• _COSA FARE_
Riporta parola per parola il passo del brano sull'obesità che va da "L’obesità non è un" fino a "i 40 kg/mq.".

• _BRANO DA LEGGERE_
L’obesità non è un problema estetico, ma una vera e propria condizione patologica, in quanto si associa allo sviluppo di svariate malattie.
Il metodo con cui più comunemente si definisce l’obesità è l’Indice di Massa Corporea (BMI), che è dato dal rapporto tra il peso corporeo espresso in Kg e il quadrato dell’altezza espressa in m: un BMI compreso tra 25 e 29.9 Kg/mq identifica il soprappeso, al di sopra di 30 definisce la vera e propria obesità, che può essere di vario grado e viene indicata come “patologica” o “severa” se questo supera i 40 kg/mq.
La eziopatogenesi dell’obesità non è da ricercare, a dispetto delle comuni credenze, in disfunzioni endocrine o malattie genetiche in senso stretto, che rappresentano una piccolissima e quasi trascurabile percentuale dei casi di obesità.
D’altro canto è vero che l’obesità si caratterizza per un pattern ormonale molto complesso, che ad oggi conosciamo solo in parte.

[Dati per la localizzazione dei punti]
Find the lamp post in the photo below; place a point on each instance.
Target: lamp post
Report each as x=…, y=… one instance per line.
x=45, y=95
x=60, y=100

• _RISPOSTA ALL'ESERCIZIO_
L’obesità non è un problema estetico, ma una vera e propria condizione patologica, in quanto si associa allo sviluppo di svariate malattie.
Il metodo con cui più comunemente si definisce l’obesità è l’Indice di Massa Corporea (BMI), che è dato dal rapporto tra il peso corporeo espresso in Kg e il quadrato dell’altezza espressa in m: un BMI compreso tra 25 e 29.9 Kg/mq identifica il soprappeso, al di sopra di 30 definisce la vera e propria obesità, che può essere di vario grado e viene indicata come “patologica” o “severa” se questo supera i 40 kg/mq.